**DATA**.
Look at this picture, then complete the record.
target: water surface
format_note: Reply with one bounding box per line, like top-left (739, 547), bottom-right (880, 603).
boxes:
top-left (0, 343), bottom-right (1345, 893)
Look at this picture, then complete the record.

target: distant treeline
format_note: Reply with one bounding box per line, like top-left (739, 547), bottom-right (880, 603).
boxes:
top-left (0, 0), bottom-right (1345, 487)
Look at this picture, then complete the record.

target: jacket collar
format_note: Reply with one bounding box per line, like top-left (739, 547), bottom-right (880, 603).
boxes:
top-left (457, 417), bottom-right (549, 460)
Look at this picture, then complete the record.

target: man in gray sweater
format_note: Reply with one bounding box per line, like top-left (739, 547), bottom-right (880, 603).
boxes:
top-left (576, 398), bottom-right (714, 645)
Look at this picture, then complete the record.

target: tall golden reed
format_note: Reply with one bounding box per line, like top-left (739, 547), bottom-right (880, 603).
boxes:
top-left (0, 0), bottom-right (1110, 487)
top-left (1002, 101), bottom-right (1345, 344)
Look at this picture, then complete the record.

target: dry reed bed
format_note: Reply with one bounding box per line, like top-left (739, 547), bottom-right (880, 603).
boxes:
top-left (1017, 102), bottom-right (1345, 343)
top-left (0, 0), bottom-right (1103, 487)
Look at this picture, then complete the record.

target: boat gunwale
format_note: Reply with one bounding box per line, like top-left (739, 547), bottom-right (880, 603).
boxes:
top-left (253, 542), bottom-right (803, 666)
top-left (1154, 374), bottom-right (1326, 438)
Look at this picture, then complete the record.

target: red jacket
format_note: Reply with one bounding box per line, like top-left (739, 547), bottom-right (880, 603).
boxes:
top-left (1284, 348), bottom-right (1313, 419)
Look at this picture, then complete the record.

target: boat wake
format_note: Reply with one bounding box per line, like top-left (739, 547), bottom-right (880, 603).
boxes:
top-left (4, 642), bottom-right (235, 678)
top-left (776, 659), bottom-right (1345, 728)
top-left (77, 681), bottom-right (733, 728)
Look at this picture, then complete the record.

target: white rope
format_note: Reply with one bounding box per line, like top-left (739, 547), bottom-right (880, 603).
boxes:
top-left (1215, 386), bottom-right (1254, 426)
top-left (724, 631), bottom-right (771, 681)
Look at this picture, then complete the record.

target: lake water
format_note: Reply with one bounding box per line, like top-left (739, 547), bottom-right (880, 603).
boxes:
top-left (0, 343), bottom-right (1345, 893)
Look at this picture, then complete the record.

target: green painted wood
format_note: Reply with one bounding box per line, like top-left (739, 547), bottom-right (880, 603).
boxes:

**STATED EXERCISE**. Please quote the lines verbatim, starting at the very first line and stopping after the line that contains "top-left (576, 398), bottom-right (714, 645)".

**CORRECT RESULT**.
Look at this picture, then complete the record.
target: water surface
format_note: Reply with one bounding box per line, like top-left (739, 547), bottom-right (880, 603).
boxes:
top-left (0, 343), bottom-right (1345, 893)
Look at this picture, then complete the record.

target: distant treeline
format_note: Reply with one bounding box per line, like top-left (739, 547), bottom-right (880, 603).
boxes:
top-left (0, 0), bottom-right (1345, 487)
Look at this picture, then complete the record.

target: jacket collar
format_note: Reply with one bounding box per line, like top-left (739, 547), bottom-right (880, 603).
boxes:
top-left (457, 417), bottom-right (549, 460)
Look at this picture, then complete the record.

target: man in gray sweater
format_note: Reply with one bounding box per line, like top-left (739, 547), bottom-right (880, 603).
boxes:
top-left (576, 398), bottom-right (714, 645)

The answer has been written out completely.